● Prompt
Starting at the line with "of the guardrail" in it, reproduce each line below through the last one, exactly, and include nothing else.

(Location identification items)
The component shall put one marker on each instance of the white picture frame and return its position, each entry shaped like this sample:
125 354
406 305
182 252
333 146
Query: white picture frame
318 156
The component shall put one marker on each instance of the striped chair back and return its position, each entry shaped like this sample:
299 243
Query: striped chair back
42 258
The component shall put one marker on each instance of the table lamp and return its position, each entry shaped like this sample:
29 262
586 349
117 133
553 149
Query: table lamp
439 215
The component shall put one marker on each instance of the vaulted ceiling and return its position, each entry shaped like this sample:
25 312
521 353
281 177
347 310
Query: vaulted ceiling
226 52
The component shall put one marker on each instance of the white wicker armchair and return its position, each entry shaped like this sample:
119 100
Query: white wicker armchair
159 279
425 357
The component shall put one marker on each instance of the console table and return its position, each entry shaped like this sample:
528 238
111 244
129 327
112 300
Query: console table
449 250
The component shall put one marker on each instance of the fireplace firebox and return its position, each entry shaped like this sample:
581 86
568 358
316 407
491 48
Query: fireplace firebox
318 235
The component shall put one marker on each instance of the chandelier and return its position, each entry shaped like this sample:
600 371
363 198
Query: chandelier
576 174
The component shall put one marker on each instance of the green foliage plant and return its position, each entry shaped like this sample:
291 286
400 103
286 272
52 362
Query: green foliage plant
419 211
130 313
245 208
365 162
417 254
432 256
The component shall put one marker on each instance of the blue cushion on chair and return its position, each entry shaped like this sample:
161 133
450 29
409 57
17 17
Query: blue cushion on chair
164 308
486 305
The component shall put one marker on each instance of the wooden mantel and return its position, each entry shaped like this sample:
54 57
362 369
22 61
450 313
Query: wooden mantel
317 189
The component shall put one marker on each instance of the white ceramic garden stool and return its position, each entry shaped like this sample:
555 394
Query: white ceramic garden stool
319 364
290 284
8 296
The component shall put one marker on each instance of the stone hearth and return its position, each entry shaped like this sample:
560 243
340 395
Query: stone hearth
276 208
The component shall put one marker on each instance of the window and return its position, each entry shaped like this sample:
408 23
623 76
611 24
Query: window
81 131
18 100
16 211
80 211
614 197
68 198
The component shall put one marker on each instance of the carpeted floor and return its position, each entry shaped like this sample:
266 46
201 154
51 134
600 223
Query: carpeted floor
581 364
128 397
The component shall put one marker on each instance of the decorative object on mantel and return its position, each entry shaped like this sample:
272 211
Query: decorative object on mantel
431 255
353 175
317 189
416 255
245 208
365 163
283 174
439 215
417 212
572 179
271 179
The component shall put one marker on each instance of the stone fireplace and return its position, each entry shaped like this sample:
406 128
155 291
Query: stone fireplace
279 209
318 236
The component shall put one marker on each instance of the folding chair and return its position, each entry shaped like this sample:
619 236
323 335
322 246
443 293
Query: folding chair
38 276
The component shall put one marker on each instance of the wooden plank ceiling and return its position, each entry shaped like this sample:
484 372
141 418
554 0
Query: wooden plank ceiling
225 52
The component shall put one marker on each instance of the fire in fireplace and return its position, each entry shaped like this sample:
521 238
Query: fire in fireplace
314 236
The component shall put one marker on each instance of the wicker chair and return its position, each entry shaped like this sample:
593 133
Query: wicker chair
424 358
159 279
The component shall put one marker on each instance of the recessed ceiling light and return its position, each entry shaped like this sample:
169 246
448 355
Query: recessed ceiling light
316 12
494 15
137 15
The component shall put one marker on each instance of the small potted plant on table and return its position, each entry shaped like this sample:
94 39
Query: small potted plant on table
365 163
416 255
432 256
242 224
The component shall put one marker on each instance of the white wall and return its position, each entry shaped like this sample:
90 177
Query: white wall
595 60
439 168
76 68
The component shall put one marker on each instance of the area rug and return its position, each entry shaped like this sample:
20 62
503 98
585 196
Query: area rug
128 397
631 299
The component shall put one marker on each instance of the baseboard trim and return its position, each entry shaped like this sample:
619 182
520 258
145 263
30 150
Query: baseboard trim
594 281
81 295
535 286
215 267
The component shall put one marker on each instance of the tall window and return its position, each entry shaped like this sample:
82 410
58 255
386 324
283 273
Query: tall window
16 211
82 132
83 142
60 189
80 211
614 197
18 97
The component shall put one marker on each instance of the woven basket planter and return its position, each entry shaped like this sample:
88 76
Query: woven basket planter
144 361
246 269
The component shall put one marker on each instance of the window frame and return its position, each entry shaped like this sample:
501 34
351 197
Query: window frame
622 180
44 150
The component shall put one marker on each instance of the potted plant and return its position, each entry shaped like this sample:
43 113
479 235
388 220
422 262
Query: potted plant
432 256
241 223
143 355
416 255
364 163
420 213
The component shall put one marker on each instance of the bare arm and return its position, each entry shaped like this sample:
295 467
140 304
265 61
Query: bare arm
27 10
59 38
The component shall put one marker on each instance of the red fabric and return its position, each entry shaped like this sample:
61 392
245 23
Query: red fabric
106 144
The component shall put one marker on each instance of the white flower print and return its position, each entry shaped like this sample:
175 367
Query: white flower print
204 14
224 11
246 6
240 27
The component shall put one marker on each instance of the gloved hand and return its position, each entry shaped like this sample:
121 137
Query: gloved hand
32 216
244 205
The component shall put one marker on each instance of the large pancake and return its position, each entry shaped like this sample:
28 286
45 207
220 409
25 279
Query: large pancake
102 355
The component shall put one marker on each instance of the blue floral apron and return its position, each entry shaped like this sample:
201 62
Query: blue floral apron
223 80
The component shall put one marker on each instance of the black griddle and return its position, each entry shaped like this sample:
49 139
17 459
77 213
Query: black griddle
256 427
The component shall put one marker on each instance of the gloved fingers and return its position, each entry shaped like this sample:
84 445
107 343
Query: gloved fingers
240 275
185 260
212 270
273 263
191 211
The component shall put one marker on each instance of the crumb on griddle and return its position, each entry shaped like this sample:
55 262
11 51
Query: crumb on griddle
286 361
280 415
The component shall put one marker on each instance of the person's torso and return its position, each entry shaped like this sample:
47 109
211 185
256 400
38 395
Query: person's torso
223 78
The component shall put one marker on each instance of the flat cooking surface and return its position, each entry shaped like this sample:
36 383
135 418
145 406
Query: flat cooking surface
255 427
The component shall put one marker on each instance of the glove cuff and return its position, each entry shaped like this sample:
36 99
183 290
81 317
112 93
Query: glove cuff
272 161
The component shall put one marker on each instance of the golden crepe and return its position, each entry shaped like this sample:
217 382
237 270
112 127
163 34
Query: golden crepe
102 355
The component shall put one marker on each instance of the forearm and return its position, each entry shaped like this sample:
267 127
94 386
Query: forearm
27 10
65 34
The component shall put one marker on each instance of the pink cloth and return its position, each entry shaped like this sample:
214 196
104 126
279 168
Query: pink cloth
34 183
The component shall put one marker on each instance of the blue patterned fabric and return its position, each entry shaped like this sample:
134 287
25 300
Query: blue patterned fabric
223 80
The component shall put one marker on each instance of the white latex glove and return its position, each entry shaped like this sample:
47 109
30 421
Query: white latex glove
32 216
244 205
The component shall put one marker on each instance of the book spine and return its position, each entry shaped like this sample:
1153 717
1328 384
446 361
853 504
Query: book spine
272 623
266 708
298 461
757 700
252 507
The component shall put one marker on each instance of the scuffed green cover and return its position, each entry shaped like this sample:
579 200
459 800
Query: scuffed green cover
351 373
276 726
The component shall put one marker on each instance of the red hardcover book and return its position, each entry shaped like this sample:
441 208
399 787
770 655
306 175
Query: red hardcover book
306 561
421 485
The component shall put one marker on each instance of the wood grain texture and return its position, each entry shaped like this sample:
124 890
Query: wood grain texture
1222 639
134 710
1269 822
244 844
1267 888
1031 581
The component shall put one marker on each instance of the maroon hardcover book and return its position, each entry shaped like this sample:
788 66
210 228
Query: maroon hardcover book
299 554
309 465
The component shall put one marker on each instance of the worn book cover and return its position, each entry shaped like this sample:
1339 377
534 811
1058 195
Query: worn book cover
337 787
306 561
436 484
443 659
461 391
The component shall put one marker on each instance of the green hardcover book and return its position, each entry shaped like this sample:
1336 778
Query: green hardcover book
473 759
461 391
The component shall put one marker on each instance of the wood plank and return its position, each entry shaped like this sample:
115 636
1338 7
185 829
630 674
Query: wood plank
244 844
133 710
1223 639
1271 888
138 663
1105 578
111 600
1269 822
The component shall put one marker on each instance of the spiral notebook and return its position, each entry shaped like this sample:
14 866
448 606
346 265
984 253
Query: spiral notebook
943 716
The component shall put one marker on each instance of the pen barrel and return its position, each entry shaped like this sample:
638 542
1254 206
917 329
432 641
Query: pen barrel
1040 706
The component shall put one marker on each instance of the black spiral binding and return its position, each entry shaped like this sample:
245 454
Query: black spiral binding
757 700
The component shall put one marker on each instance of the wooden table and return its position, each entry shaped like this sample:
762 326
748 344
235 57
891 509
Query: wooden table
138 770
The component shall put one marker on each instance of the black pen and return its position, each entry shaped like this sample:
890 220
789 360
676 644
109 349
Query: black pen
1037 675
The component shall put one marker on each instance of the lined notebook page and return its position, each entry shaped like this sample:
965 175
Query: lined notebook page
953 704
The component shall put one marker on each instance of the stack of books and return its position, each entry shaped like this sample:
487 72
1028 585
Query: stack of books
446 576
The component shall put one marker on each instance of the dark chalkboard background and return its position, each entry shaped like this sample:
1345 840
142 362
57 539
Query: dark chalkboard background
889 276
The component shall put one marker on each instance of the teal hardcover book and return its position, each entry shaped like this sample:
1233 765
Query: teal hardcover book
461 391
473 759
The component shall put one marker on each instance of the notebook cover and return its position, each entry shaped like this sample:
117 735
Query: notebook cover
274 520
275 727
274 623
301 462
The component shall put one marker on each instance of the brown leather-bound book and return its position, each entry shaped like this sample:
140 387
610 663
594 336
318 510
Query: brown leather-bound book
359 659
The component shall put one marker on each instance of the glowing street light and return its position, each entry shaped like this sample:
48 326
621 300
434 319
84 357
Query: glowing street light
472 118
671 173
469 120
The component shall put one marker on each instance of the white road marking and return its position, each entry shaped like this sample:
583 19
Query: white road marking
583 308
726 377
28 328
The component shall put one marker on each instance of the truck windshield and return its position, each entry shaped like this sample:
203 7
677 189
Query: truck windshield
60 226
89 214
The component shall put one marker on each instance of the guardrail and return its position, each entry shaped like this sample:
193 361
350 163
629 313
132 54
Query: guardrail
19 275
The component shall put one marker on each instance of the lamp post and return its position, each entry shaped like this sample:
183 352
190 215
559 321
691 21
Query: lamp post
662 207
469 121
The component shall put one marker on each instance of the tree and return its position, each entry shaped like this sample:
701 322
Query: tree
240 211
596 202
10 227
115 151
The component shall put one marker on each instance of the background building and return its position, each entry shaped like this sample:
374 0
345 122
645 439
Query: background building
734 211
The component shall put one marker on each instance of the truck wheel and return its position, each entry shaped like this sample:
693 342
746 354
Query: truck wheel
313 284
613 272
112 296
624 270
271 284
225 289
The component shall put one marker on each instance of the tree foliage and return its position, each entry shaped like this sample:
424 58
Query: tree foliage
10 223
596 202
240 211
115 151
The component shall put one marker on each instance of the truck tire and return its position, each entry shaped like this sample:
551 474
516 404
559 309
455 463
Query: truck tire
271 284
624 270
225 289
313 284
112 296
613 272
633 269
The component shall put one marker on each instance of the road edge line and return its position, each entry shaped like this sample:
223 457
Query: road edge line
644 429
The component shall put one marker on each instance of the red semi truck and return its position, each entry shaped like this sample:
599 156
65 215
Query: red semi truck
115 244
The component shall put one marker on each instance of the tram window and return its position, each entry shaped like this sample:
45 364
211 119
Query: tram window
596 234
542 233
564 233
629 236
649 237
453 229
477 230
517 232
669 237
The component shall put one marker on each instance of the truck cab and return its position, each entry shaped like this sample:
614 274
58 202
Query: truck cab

● The output
The component shall put one marker on each instance of the guardrail and return its position, each entry shaped like this sample:
193 361
350 163
629 313
132 54
Query: guardrail
19 275
The component shall put one marker on each instance of the lamp post and return its position, each entry shaped like this sample:
183 352
190 215
559 321
691 21
Query: lamp post
662 207
469 121
The component shall put one marker on each instance of the tree and return its position, each entry shaped like this sample:
701 322
Query: tree
240 211
596 202
10 227
115 151
The component shall put one marker on each instance of the background building and return its position, each entry shaped like this sample:
374 0
345 122
645 439
Query: background building
734 211
The component shall put one marker on each instance of the truck wheel and return its position, each entry shaped like this sample:
693 342
746 354
Query: truck wheel
313 284
613 272
112 296
624 270
271 284
225 289
The component shall put one marker on each instance of the tree foliage and return its position, each entry shaped like this sample:
424 58
Query: tree foliage
10 223
596 202
240 211
115 151
The component shall put one marker on each instance of the truck tire and return its position, each entry shaped like this sample:
551 474
516 404
559 309
455 463
Query: truck tire
271 284
624 270
225 289
313 284
112 296
613 272
633 269
The component shall put one marker on each instance of the road edge line and return its position, each entry shaped like this sample:
223 457
Query: road edge line
644 429
The component shall put one marker on each instance of the red semi truck and return its position, each entry shaped like this sample:
599 156
65 215
Query: red semi truck
115 244
The component shall put one marker on each instance of the tram window and return its position, each entry shaped like this sample:
45 364
211 119
Query: tram window
596 234
542 233
564 233
629 236
649 237
453 229
477 230
517 232
669 237
The component shall put one marker on each instance of the truck cab and return its position, each entry shaped like this sample:
614 274
58 202
Query: truck cab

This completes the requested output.